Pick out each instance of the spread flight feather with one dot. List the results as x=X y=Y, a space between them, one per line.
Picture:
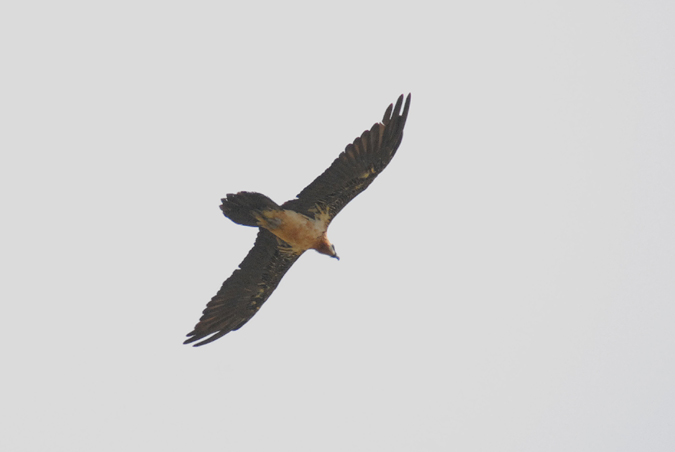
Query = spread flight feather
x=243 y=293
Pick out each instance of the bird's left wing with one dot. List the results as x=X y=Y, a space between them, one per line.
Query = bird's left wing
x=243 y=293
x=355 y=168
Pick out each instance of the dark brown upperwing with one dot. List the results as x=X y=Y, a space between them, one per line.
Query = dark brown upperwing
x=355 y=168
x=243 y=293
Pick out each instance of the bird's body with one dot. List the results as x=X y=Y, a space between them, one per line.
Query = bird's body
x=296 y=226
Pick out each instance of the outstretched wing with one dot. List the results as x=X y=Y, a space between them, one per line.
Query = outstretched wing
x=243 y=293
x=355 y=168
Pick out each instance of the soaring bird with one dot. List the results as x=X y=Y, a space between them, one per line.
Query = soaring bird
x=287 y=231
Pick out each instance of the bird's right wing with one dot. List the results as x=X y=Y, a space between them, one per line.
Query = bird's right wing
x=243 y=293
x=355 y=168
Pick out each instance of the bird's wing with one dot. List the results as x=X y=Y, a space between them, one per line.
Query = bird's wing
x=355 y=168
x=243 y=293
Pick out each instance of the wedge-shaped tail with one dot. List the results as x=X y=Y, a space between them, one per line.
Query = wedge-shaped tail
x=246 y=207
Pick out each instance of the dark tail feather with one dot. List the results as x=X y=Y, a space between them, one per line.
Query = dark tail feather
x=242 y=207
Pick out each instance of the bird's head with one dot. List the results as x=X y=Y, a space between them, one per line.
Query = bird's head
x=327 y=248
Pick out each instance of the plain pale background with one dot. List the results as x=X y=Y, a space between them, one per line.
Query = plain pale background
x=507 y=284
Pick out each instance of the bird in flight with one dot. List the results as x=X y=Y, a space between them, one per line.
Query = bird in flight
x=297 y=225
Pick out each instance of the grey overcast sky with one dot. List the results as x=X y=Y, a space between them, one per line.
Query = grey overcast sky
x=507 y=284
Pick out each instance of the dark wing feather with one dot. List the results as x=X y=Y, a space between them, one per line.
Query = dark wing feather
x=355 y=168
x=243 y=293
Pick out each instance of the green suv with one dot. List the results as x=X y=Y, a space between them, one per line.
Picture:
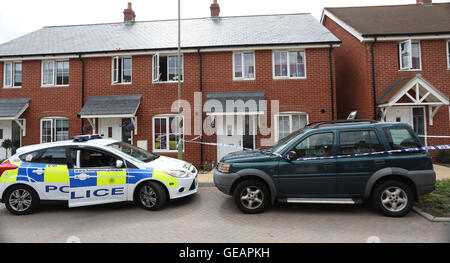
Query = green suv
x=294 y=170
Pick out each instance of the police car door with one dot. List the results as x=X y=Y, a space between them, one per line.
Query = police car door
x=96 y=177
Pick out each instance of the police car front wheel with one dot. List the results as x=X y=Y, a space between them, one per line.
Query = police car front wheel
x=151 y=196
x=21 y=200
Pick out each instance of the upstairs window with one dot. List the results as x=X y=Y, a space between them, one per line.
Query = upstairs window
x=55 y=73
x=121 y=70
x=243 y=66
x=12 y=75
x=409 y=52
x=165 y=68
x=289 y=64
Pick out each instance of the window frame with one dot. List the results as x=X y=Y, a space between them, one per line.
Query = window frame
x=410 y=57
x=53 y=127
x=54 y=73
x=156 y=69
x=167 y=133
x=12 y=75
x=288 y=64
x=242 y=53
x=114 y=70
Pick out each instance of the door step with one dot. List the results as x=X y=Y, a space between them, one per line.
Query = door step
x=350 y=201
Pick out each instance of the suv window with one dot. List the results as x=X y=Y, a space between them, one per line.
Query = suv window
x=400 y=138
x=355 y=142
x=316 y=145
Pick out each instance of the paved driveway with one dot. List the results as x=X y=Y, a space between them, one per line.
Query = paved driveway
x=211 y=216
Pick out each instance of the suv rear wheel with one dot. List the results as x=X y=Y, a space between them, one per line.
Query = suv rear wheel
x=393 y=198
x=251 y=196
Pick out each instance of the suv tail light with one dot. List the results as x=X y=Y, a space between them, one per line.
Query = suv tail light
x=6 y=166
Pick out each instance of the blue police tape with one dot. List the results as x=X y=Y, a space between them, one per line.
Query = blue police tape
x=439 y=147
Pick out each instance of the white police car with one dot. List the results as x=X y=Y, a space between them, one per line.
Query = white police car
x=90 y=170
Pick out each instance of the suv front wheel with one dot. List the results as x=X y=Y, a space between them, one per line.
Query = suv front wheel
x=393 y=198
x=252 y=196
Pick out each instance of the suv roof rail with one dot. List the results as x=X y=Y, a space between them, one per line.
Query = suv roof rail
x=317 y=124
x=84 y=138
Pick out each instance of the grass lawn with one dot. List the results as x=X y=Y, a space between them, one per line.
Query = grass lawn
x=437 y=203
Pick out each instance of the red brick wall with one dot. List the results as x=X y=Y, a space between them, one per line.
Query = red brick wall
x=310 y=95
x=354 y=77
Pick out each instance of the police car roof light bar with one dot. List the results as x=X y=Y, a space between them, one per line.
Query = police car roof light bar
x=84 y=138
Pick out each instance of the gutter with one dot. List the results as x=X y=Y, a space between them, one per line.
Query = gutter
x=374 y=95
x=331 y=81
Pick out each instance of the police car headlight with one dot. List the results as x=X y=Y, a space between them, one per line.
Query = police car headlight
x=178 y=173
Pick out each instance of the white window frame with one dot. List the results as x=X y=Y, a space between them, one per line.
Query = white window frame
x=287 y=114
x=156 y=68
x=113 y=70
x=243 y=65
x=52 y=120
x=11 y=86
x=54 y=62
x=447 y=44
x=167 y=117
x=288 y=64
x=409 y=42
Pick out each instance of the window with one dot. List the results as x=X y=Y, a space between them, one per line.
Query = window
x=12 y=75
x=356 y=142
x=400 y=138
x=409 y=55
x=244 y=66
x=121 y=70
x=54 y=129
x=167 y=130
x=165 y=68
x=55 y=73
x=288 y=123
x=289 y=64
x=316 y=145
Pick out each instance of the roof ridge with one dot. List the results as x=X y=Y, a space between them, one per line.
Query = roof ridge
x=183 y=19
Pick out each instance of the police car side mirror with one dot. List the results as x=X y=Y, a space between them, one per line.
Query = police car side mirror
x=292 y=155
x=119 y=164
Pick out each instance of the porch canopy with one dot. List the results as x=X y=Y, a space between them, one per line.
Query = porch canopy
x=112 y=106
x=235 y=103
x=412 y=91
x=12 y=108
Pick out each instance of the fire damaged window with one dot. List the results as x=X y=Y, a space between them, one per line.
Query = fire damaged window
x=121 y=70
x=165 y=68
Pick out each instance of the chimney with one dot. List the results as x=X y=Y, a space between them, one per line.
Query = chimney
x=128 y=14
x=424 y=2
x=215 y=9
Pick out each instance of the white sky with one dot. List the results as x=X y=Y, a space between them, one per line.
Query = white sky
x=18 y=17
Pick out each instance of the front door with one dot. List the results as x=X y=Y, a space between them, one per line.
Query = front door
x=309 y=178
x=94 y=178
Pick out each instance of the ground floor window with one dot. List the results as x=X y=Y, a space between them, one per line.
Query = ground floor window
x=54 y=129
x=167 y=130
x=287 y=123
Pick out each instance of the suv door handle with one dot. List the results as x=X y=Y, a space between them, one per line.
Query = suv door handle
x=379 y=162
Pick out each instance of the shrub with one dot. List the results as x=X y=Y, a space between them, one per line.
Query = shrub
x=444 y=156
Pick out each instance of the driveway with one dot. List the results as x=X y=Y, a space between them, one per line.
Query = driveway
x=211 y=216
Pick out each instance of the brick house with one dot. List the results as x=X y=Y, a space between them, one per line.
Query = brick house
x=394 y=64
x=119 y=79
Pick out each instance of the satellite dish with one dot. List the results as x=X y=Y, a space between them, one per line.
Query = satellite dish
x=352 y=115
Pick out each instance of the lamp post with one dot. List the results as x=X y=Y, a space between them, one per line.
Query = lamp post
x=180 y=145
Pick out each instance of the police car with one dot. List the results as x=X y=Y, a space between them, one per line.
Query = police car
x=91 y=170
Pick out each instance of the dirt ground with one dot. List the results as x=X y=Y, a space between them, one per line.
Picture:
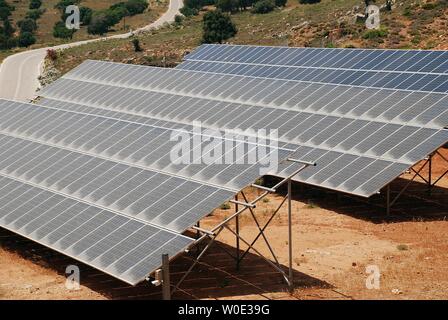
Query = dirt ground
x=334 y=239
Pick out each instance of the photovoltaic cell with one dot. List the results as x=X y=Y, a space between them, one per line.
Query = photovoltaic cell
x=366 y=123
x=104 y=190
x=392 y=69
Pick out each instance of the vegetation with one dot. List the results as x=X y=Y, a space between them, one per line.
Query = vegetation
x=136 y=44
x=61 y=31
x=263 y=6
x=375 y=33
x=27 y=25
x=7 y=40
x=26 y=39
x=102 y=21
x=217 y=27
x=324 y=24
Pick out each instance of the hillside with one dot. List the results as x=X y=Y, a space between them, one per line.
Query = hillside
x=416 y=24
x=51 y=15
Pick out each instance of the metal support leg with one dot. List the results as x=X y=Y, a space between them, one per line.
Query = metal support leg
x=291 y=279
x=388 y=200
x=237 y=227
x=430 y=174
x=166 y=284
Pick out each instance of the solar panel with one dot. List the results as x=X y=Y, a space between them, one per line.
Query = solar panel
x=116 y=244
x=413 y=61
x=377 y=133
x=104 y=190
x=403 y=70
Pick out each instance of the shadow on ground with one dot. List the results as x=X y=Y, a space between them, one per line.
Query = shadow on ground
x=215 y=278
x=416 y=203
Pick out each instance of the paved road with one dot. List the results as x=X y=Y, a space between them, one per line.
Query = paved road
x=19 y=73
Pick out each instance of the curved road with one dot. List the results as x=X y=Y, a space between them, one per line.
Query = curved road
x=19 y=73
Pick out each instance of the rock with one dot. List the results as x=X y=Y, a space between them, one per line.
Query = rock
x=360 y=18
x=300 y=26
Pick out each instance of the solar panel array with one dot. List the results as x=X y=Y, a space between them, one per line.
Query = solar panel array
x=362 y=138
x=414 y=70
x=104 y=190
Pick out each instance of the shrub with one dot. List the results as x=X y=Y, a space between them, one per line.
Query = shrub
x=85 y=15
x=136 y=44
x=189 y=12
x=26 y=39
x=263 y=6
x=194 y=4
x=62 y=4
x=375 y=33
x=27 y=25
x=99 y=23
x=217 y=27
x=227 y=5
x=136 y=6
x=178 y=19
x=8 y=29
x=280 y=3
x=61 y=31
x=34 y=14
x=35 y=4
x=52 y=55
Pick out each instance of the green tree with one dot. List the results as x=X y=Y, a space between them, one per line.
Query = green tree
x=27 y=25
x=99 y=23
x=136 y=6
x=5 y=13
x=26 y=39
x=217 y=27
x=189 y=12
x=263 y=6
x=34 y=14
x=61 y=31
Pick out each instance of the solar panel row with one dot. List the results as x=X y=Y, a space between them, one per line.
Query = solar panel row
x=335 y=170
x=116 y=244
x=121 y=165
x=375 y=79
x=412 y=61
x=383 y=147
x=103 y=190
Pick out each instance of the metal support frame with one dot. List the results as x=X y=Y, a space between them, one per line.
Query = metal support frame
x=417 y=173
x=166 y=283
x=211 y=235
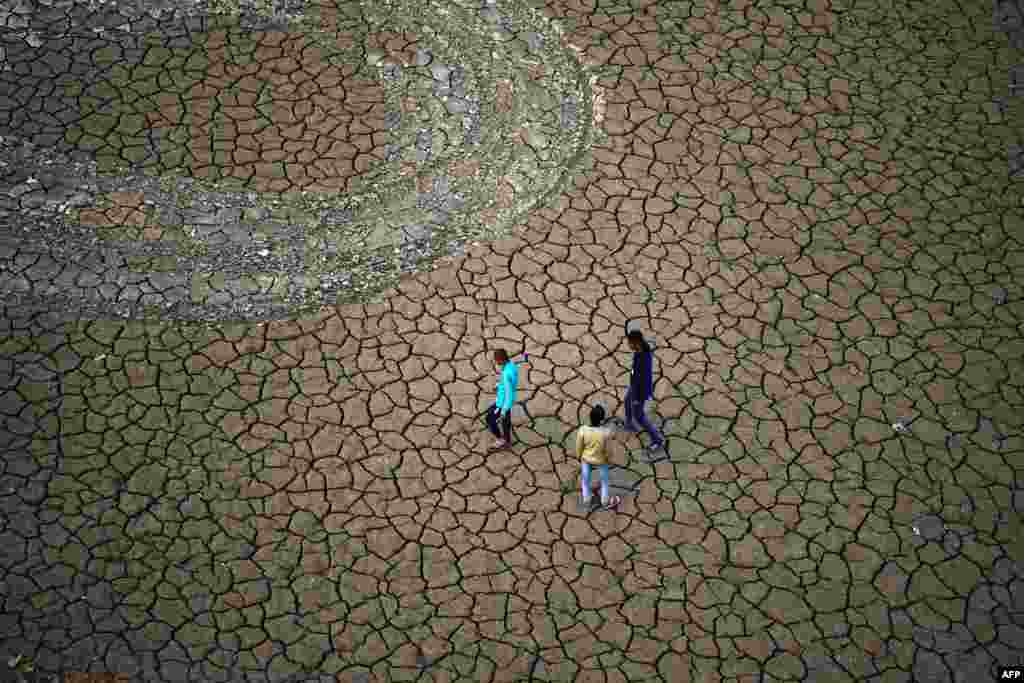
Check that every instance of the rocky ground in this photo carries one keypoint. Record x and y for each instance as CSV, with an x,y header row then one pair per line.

_ _ _

Print the lines between the line holding "Pick out each instance of the white window" and the line holding "x=287 y=123", inclusive, reproducing each one without any change.

Pick out each instance of the white window frame with one dot. List the results as x=X y=Y, a space between them, one per line.
Query = white window frame
x=287 y=114
x=156 y=68
x=113 y=70
x=243 y=65
x=52 y=120
x=11 y=86
x=54 y=62
x=447 y=44
x=167 y=117
x=288 y=64
x=409 y=42
Pick out each instance of the window with one dot. List the results as x=X y=Y, a space between them, one per line.
Query = window
x=12 y=75
x=356 y=142
x=400 y=138
x=409 y=55
x=244 y=66
x=121 y=70
x=54 y=129
x=167 y=130
x=165 y=68
x=55 y=73
x=288 y=123
x=289 y=64
x=316 y=145
Pick out each instance of the roof ridge with one dot. List the results as x=X y=Y, a space between them, one per line.
Query = roof ridge
x=183 y=19
Pick out each instance of the police car side mirror with one dot. List the results as x=X y=Y, a space between them, one per line.
Query = police car side mirror
x=292 y=155
x=119 y=164
Pick out each instance of the porch canopy with one dot. List the results as x=X y=Y, a space between them, one per line.
Query = porch canopy
x=112 y=106
x=235 y=103
x=412 y=91
x=12 y=108
Pick out each instance of the fire damaged window with one dot. List the results as x=X y=Y, a space between them, one per line.
Query = fire damaged window
x=121 y=70
x=165 y=68
Pick out each instance of the chimney with one dot. List the results as x=X y=Y, a space between them, one per line.
Query = chimney
x=128 y=14
x=424 y=2
x=215 y=9
Pick out each instance of the white sky with one dot. List the results as x=X y=Y, a space between them, one per line.
Query = white sky
x=18 y=17
Pick out each instance of the front door with one dot. List the results as x=X y=Y, a space between them, one per line.
Query = front door
x=309 y=178
x=94 y=178
Pick out each instance of the ground floor window with one dot. List the results as x=X y=Y, a space between them, one per line.
Query = ground floor window
x=54 y=129
x=167 y=130
x=287 y=123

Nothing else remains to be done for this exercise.